AIM OF THE TASK >>
Report each line of the listing below that contains the string "polygon".

SUPPLIED RECORDS >>
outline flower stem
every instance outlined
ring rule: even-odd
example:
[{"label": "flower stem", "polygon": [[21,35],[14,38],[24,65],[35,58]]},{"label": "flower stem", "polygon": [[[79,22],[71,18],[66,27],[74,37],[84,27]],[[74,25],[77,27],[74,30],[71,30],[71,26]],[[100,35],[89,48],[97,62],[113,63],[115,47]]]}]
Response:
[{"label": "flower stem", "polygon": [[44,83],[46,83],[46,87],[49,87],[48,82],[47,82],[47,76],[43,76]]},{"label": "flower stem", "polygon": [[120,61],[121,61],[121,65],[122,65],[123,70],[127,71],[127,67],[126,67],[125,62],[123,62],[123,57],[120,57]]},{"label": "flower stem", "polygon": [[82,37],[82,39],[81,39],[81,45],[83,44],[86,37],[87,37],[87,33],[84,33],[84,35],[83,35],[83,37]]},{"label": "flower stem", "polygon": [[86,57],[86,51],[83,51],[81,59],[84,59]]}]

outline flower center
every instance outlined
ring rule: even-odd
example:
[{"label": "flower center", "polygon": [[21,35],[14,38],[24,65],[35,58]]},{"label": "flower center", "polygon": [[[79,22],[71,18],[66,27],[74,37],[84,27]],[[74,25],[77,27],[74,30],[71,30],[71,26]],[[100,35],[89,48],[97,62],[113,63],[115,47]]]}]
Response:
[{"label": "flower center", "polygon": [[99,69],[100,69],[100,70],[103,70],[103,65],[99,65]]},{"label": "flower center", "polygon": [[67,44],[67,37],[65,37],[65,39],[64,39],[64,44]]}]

SOLVED PROBLEM >>
[{"label": "flower stem", "polygon": [[21,35],[14,38],[24,65],[35,58]]},{"label": "flower stem", "polygon": [[[79,22],[71,18],[66,27],[74,37],[84,27]],[[74,25],[77,27],[74,30],[71,30],[71,26]],[[100,35],[89,48],[97,62],[113,63],[115,47]]]}]
[{"label": "flower stem", "polygon": [[44,83],[46,83],[46,87],[49,87],[48,82],[47,82],[47,76],[43,76]]},{"label": "flower stem", "polygon": [[120,61],[121,61],[121,65],[122,65],[123,70],[127,71],[127,67],[126,67],[125,62],[123,62],[123,57],[120,57]]},{"label": "flower stem", "polygon": [[82,37],[82,39],[81,39],[81,45],[83,44],[86,37],[87,37],[87,33],[84,33],[84,35],[83,35],[83,37]]},{"label": "flower stem", "polygon": [[86,57],[86,51],[83,51],[81,59],[84,59]]}]
[{"label": "flower center", "polygon": [[21,35],[14,38],[24,65],[35,58]]},{"label": "flower center", "polygon": [[[79,22],[71,18],[66,27],[74,37],[84,27]],[[74,25],[77,27],[74,30],[71,30],[71,26]],[[100,35],[89,48],[97,62],[113,63],[115,47]]]}]
[{"label": "flower center", "polygon": [[99,69],[100,69],[100,70],[103,70],[103,65],[99,65]]},{"label": "flower center", "polygon": [[67,44],[67,37],[65,37],[65,39],[64,39],[64,44]]}]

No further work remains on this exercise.